- [Richiesta scritta A]:
Puoi trascrivere tali e quali, tra le voci qui sotto, tutte le righe che vanno da quella contenente "Each instance of the black" giù fino a quella contenente "[(744, 283), (71, 233)]", entrambe comprese?

L’Olanda fu il paese più colpito. Nella notte tra il 31 gennaio e il 1° febbraio molte dighe nelle province olandesi Zelandia, Zuid-Holland e Noord-Brabant si dimostrarono insufficienti a reggere l’urto dato dalla combinazione della marea e della tempesta di vento da nordovest. Molte isole costiere ma anche ampi settori della terraferma (per gran parte aree situate al di sotto del livello del mare) furono completamente inondate. In molte località olandesi il 1° febbraio di ogni anno si svolgono cerimonie commemorative a ricordo delle vittime della tempesta.

Voci di annotazione per punti
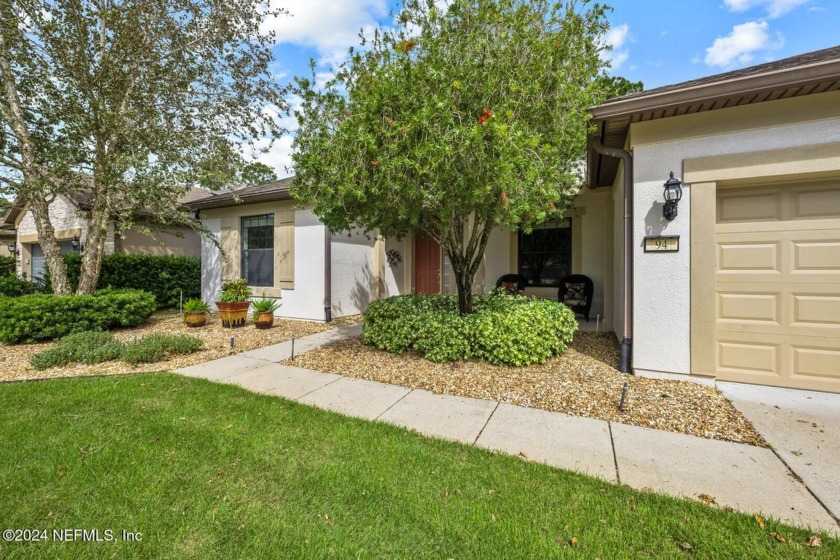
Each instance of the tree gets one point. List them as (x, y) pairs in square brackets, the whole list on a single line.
[(129, 101), (461, 119)]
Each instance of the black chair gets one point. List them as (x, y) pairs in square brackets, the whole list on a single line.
[(576, 293), (512, 283)]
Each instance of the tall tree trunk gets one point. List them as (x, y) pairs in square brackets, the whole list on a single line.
[(465, 258), (94, 249), (52, 252)]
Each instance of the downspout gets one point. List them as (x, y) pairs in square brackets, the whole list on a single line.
[(327, 275), (626, 347)]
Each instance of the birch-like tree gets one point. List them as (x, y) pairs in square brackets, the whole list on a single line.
[(467, 115), (130, 102)]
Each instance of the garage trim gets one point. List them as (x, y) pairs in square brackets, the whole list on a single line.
[(705, 175)]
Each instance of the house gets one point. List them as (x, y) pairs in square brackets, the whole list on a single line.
[(744, 283), (71, 233)]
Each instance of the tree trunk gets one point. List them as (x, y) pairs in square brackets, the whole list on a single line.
[(94, 248), (466, 258), (52, 253)]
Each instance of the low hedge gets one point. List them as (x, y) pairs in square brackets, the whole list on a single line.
[(36, 317), (92, 347), (505, 329), (166, 276)]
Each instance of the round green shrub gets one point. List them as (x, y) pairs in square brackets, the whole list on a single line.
[(505, 329)]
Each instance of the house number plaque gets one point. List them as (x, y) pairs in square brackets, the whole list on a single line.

- [Richiesta scritta B]:
Puoi riscrivere il brano sull'inondazione in Olanda, tutto da "L’Olanda fu il" giù fino a "vittime della tempesta.", mettendo "burrasca" al posto di "tempesta"?

- [Soluzione scritta A]:
Each instance of the black chair gets one point. List them as (x, y) pairs in square brackets, the whole list on a single line.
[(576, 293), (512, 283)]
Each instance of the tall tree trunk gets one point. List them as (x, y) pairs in square brackets, the whole list on a single line.
[(465, 258), (94, 249), (52, 252)]
Each instance of the downspout gets one point. List them as (x, y) pairs in square brackets, the whole list on a single line.
[(327, 275), (626, 347)]
Each instance of the birch-like tree gets one point. List them as (x, y) pairs in square brackets, the whole list on a single line.
[(467, 115), (130, 102)]
Each instance of the garage trim gets one point. List them as (x, y) pairs in square brackets, the whole list on a single line.
[(705, 175)]
Each instance of the house gets one point. List them as (x, y) pairs in square brackets, the whole list on a single line.
[(744, 283), (71, 233)]

- [Soluzione scritta B]:
L’Olanda fu il paese più colpito. Nella notte tra il 31 gennaio e il 1° febbraio molte dighe nelle province olandesi Zelandia, Zuid-Holland e Noord-Brabant si dimostrarono insufficienti a reggere l’urto dato dalla combinazione della marea e della burrasca di vento da nordovest. Molte isole costiere ma anche ampi settori della terraferma (per gran parte aree situate al di sotto del livello del mare) furono completamente inondate. In molte località olandesi il 1° febbraio di ogni anno si svolgono cerimonie commemorative a ricordo delle vittime della burrasca.